YOUR GOAL:
Repeat each line exactly as it is written.

== DATA TO USE ==

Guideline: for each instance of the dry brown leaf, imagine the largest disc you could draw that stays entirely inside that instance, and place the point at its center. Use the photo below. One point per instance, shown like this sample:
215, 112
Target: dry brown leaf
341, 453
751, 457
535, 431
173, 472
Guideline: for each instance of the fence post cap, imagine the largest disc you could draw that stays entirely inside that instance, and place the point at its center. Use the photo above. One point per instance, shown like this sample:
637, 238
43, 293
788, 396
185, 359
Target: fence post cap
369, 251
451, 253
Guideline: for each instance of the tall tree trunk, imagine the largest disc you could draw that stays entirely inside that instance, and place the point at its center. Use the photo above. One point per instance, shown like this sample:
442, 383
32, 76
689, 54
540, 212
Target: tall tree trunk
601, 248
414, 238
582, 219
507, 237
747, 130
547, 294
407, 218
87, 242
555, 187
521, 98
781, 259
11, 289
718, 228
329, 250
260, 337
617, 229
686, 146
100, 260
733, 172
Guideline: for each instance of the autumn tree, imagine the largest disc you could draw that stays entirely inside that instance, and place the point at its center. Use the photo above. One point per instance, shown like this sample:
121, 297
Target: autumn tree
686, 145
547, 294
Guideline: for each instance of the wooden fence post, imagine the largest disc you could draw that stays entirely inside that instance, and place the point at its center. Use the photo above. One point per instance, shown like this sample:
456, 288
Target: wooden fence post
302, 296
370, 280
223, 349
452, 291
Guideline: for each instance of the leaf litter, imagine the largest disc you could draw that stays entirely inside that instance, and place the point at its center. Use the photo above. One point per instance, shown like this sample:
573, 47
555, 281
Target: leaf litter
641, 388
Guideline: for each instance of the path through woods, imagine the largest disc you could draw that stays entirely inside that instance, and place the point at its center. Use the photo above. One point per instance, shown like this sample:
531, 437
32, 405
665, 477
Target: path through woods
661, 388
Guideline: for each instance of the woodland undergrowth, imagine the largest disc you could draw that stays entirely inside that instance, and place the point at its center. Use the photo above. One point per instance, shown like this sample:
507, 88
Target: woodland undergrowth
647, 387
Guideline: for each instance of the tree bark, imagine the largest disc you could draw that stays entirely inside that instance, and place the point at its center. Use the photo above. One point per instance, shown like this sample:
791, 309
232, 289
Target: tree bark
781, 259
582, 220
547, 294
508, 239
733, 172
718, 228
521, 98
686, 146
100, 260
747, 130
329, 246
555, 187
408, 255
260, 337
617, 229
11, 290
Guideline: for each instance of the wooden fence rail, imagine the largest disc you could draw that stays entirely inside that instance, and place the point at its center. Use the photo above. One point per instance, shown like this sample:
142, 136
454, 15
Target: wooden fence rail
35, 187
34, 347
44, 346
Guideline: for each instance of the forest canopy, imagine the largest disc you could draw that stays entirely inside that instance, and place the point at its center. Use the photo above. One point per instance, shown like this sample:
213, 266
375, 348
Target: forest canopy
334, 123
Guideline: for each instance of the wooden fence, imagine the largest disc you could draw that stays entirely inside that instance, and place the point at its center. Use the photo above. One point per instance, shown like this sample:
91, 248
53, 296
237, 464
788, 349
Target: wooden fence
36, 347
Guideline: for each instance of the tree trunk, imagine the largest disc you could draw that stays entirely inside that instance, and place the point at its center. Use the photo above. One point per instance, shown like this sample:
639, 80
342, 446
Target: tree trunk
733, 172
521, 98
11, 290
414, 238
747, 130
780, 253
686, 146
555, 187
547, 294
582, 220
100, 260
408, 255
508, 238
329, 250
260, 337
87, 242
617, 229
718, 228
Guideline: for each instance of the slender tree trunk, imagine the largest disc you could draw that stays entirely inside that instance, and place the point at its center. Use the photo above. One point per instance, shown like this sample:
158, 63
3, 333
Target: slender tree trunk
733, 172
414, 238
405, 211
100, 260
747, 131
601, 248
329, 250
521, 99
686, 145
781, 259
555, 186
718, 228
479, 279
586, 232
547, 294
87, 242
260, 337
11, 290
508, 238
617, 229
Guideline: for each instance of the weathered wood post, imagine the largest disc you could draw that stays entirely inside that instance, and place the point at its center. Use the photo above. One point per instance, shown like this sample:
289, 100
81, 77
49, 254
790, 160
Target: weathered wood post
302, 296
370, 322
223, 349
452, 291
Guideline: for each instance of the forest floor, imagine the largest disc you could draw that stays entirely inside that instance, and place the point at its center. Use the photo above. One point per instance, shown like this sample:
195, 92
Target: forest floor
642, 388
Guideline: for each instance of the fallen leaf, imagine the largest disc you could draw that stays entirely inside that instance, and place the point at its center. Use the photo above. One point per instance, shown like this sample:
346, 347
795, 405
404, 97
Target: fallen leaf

===

RESULT FOR THIS TASK:
Guideline: for each instance of the dry brown leaf, imagine the largest disc you could draw that stays entirely inside that instance, and place the point at its center. Use the photo below. One point per instance, shown like this sample:
215, 112
Target: dry brown leaf
341, 453
751, 457
535, 431
173, 472
Guideline: for each instance of the fence post cap, imagine the largest disc you could draw that stays entirely inside that instance, and place the point at its center. Use the photo above. One point per instance, shown like this sample:
637, 238
43, 293
788, 396
185, 359
Target: fence post cap
369, 251
451, 253
Guideline: for each instance of the tall tree trunk, imagine the largest disc you could draw that stays entirely inside that instance, and place the point at its center. Use the photo above. One point per instance, shown like this sample:
442, 383
32, 76
689, 54
540, 212
Target: tall tree trunk
601, 248
414, 238
582, 219
507, 237
747, 130
547, 294
407, 218
87, 242
555, 187
521, 98
781, 259
11, 289
718, 228
329, 250
260, 337
617, 229
686, 146
100, 260
733, 172
Guideline: for each instance of the autumn tree, imagine the largest disc you could draw that stays entirely inside that instance, and place the point at its center. Use the photo above. One point per instance, shown like this sample:
121, 297
Target: autumn tree
686, 145
547, 294
Guideline: for each instance of the wooden fence post, imagine the largest disc you could draw that stays entirely inside that instance, and place the point at its center. Use the photo above. One point per instance, shown like this sample:
456, 288
Target: wooden fence post
302, 296
370, 280
223, 349
452, 291
Guideline: for each instance of the leaf litter, imagine the largest disc you could draw that stays entirely inside that instance, and place the point at its center. Use the photo above. One point per instance, shown like this sample:
573, 47
555, 281
Target: leaf litter
641, 388
Guideline: for each instance of the path through woods, imagine the largest disc you could draw that stays entirely inside that instance, and place the point at its center. Use the photo above. One point per instance, shown like this sample:
531, 437
32, 405
665, 477
Target: path through woods
661, 388
Guideline: for each instance of the woodland undergrowth, imagine the largest disc you could draw that stays entirely inside that instance, and place the point at its center. Use the photo above. One point per instance, shown like this sample:
507, 88
Target: woodland undergrowth
647, 387
Guideline: for each instance of the tree bark, imagine the largest disc you could draw that stays entirely inside that instance, and place the point at its center. Use the photo above. One point per instance, shown like this sample:
791, 309
232, 289
Target: tree bark
781, 259
582, 220
547, 294
508, 239
733, 172
718, 228
521, 98
686, 146
100, 260
747, 130
329, 246
555, 187
408, 255
260, 337
617, 229
11, 290
Guideline: for each instance of the wooden fence rail, imagine the largest disc you could draw that stays entirely inside that instance, and place the point at its center. Use the photo above. One point per instance, shown like this sample:
142, 136
454, 15
Target: wooden fence rail
35, 187
34, 347
44, 346
Guideline: for each instance of the forest canopy, imagine the largest disc you could draw that stays entirely inside that instance, and place the point at its center. Use the photo above. One point per instance, shown like this sample:
213, 266
375, 348
Target: forest canopy
334, 123
Guideline: for each instance of the wooden fence, imagine the largest disc you could draw that stays entirely inside that instance, and place the point at its center. Use the photo above. One point per instance, shown like this sample:
91, 248
53, 296
237, 464
788, 349
Target: wooden fence
36, 347
Guideline: for each instance of the tree trunk, imagine the largest disc you could draw that stays entirely inside that instance, and place the point at its center. Use the photo above. One point per instance, shown like this sample:
639, 80
342, 446
Target: tree trunk
733, 172
521, 98
11, 290
414, 238
747, 130
780, 253
686, 146
555, 187
547, 294
582, 220
100, 260
408, 255
508, 238
329, 250
260, 337
87, 242
617, 229
718, 228
Guideline: for each instance of the slender tree trunk, imagine the largest disc you could draw that stays entirely inside that instance, and place the point at its center. Use the photo above. One point per instance, shown like this sample:
158, 63
3, 333
Target: slender tree trunk
733, 172
414, 238
405, 211
100, 260
747, 131
601, 248
329, 250
521, 99
686, 145
781, 259
555, 186
718, 228
479, 279
586, 232
547, 294
87, 242
260, 337
11, 290
508, 238
617, 229
Guideline: for each instance of the weathered wood post, imagine the largest disc you could draw that stays entirely inside that instance, and place the point at its center. Use the photo above. One point per instance, shown like this sample:
289, 100
81, 77
49, 254
790, 160
Target: weathered wood post
302, 296
370, 322
223, 349
452, 291
Guideline: for each instance of the forest floor, imagine the largest disc you could draw that stays entirely inside that instance, and place the point at its center. Use the photo above. One point per instance, shown like this sample:
195, 92
Target: forest floor
642, 388
Guideline: for each instance of the fallen leaf, imagine the largest disc you could draw that stays entirely inside that instance, and place the point at its center. Use the photo above. One point per instance, shown like this sample:
346, 347
795, 405
404, 97
Target: fallen leaf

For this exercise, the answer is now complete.